§ TAREFA BREVE
Reproduza fielmente, da reportagem sobre Bolsonaro e o Congresso, o trecho que vai de "Planalto e Congresso" até "Japão.LUDOVIC MARIN (AFP)".

§ TEXTO EXIBIDO

■ ■ ■ ■

_
_
_
_
_

Bolsonaro mede força contra o ‘parlamentarismo branco’ de Maia

Planalto e Congresso disputam espaço pelo protagonismo político no Brasil. Desalinhamento com Congresso obriga presidente a mudar equipe e aumentar emendas para obter sucesso em votações pontuais

Jair Bolsonaro em Osaka, no Japão.
Jair Bolsonaro em Osaka, no Japão.LUDOVIC MARIN (AFP)
Mais informações
Políticas ambientais de Bolsonaro põem Brasil sob ataque no G20
Carentes de boas notícias econômicas, Bolsonaro e Macri capitalizam com pacto com UE

Mais Brasil, menos Brasília. O bordão adotado pelo presidente Jair Bolsonaro (PSL) ainda durante a campanha dava pistas da distância regulamentar que ele pretendia manter em seu Governo dos partidos políticos que atuam no Congresso Nacional. Para agradar sua base eleitoral insatisfeita com a política tradicional, alardeou que evitaria o "toma lá, dá cá", como se referia a troca de cargos por apoio no Parlamento. Acreditava que poderia manter a pressão sobre o Congresso com sua força nas redes sociais e nas ruas. O presidente, entretanto, acabou refém de um efeito colateral desta postura: não conseguiu montar uma base sólida de deputados e senadores e viu surgir uma espécie de parlamentarismo branco, onde quem dá as cartas dos principais projetos é o Legislativo. A reação de Bolsonaro veio em forma de desabafo na semana passada: "Querem me deixar como a rainha da Inglaterra?", perguntou.

Nas últimas semanas, ao menos três atos deixaram essa relação bem clara: a reedição do decreto de armas, que havia sido derrubado pelo Senado Federal e estava em vias de cair também na Câmara; a derrota do ministro da Economia, Paulo Guedes, que não conseguiu reincluir a capitalização na reforma da Previdência e nem retirar a taxação de bancos prevista no relatório a ser votado nos próximos dias; e a queda de uma medida provisória que tentava transferir a demarcação de terras indígenas da Fundação Nacional do Índio (Funai) para o Ministério da Agricultura.

■ ■ ■ ■

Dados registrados
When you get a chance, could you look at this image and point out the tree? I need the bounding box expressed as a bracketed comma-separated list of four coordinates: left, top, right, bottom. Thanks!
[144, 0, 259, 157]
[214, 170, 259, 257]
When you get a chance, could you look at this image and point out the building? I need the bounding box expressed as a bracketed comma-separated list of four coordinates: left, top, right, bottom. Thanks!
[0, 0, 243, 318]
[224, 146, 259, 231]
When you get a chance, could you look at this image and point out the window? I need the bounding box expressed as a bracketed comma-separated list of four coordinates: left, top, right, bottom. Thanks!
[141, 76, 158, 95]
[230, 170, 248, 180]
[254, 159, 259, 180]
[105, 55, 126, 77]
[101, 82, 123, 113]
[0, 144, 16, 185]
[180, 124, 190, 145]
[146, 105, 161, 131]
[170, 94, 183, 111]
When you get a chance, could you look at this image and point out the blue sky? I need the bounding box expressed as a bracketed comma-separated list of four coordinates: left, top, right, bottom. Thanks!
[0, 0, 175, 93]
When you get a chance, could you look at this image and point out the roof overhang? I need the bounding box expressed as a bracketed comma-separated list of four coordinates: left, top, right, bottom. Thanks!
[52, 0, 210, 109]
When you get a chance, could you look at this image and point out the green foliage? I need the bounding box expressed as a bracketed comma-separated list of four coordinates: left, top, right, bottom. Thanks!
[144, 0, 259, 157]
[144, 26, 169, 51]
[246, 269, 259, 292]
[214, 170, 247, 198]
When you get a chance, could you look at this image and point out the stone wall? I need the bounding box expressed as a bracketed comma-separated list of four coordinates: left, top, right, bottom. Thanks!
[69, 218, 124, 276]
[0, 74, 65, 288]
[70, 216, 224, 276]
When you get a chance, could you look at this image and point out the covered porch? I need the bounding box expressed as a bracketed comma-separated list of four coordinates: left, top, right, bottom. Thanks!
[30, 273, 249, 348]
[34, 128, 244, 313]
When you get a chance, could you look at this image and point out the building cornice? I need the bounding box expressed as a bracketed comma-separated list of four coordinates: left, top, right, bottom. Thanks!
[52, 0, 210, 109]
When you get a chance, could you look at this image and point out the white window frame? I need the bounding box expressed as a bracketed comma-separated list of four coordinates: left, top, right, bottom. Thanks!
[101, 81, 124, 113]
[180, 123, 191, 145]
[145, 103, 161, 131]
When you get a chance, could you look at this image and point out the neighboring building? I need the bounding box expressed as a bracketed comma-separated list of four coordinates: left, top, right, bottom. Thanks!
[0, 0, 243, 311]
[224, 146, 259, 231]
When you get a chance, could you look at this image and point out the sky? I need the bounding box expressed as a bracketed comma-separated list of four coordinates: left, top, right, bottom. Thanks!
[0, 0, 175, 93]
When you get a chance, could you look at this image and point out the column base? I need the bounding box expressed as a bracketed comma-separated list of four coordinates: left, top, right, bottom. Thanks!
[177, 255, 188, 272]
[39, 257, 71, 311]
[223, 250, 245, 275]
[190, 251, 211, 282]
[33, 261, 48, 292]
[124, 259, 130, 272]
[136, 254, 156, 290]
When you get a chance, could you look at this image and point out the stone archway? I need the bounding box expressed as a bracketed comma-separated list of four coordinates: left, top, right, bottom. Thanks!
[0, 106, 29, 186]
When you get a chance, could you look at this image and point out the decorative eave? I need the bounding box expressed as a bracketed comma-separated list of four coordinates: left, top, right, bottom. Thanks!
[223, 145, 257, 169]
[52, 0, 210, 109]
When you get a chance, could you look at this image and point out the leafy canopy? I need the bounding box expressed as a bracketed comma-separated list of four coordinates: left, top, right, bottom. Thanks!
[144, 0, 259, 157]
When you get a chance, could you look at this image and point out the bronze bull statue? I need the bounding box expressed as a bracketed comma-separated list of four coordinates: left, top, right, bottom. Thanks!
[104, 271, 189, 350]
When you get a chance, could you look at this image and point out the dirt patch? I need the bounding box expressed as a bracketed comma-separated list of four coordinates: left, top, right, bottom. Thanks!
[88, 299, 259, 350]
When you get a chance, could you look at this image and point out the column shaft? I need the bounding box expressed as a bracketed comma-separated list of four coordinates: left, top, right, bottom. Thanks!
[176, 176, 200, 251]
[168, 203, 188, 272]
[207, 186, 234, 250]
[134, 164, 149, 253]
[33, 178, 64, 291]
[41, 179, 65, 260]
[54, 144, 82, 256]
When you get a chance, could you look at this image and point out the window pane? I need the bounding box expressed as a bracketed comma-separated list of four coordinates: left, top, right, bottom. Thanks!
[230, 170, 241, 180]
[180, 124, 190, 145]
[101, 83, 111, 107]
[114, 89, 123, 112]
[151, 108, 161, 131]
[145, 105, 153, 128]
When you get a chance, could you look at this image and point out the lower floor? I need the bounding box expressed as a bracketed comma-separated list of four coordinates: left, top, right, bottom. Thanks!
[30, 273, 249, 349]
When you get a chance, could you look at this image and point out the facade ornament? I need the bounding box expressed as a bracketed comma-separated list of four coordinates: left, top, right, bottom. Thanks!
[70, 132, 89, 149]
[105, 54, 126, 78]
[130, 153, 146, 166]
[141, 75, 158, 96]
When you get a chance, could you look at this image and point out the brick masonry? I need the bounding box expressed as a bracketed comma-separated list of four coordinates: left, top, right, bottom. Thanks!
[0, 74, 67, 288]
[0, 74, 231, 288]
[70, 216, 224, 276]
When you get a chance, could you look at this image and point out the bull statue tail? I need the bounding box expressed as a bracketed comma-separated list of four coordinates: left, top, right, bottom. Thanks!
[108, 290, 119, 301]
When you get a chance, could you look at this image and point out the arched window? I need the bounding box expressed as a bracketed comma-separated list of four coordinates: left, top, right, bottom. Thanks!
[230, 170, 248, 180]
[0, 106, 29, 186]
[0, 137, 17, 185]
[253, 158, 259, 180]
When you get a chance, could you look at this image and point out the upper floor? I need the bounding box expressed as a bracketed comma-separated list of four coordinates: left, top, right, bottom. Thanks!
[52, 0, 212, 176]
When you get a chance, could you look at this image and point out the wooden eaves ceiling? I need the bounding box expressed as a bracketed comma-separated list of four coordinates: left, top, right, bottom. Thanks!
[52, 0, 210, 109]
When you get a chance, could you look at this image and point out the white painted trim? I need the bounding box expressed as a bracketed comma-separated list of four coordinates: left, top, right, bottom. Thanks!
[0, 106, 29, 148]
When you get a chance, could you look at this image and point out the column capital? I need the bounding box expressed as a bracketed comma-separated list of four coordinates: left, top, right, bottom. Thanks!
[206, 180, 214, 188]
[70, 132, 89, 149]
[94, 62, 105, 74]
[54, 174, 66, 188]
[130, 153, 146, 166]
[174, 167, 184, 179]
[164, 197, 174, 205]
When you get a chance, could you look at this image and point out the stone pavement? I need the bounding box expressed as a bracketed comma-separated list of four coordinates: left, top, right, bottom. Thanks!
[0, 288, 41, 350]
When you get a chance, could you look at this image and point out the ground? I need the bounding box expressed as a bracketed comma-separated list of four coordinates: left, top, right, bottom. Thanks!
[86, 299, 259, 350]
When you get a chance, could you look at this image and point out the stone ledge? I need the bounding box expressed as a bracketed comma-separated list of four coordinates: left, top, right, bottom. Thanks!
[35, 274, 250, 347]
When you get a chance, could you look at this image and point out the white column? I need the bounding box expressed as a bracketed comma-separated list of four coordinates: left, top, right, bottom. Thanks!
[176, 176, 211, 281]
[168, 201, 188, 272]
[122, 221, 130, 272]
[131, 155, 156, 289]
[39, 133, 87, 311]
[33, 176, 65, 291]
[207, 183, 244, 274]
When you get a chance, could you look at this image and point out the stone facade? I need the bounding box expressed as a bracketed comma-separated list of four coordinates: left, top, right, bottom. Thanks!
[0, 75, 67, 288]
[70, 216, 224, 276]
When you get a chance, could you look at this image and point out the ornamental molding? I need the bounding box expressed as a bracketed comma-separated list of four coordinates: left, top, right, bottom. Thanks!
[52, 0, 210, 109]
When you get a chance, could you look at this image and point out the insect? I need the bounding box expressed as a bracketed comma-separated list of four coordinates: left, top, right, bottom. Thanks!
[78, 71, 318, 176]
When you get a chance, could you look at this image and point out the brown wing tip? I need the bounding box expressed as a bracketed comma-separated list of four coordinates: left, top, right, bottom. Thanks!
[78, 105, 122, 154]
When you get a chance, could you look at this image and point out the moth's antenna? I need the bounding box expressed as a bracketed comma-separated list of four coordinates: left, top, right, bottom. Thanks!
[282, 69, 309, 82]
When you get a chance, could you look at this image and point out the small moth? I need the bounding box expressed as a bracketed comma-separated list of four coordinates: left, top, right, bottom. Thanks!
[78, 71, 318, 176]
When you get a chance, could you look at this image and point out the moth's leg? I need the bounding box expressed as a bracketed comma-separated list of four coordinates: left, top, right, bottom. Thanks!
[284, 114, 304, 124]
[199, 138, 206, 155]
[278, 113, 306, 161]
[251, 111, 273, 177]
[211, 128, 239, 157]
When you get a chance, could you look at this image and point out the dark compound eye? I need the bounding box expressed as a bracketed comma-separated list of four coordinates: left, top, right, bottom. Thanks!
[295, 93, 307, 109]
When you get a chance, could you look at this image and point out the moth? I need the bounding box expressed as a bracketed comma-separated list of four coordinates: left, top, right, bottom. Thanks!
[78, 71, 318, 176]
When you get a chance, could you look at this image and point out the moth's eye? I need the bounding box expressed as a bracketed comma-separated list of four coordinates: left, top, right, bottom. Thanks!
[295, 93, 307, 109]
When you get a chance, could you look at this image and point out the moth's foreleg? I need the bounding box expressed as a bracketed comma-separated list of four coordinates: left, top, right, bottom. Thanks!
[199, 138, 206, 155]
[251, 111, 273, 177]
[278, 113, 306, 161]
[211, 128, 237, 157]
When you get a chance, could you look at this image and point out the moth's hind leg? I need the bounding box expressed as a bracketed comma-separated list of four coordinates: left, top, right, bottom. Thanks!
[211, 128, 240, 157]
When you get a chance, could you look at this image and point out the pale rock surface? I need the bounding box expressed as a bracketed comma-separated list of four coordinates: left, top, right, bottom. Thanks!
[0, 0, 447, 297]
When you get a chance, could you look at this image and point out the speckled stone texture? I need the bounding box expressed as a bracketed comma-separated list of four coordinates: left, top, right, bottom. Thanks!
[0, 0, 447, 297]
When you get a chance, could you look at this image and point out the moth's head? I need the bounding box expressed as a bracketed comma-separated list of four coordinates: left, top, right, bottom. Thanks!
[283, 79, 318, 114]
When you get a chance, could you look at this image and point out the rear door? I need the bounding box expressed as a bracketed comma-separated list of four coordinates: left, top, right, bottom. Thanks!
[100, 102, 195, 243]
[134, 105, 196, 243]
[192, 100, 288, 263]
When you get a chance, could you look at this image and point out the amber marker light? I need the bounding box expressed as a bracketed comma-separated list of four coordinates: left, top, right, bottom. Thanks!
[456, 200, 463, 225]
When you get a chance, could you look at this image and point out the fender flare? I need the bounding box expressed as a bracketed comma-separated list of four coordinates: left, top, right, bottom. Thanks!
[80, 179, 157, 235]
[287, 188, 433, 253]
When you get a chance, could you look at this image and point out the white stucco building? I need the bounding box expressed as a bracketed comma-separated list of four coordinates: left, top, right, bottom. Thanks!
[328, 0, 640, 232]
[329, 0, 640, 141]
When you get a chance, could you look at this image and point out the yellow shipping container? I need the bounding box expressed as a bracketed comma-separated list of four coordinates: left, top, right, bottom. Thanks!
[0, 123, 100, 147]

■ ■ ■ ■

§ RESPOSTA ESCRITA
Planalto e Congresso disputam espaço pelo protagonismo político no Brasil. Desalinhamento com Congresso obriga presidente a mudar equipe e aumentar emendas para obter sucesso em votações pontuais

Jair Bolsonaro em Osaka, no Japão.
Jair Bolsonaro em Osaka, no Japão.LUDOVIC MARIN (AFP)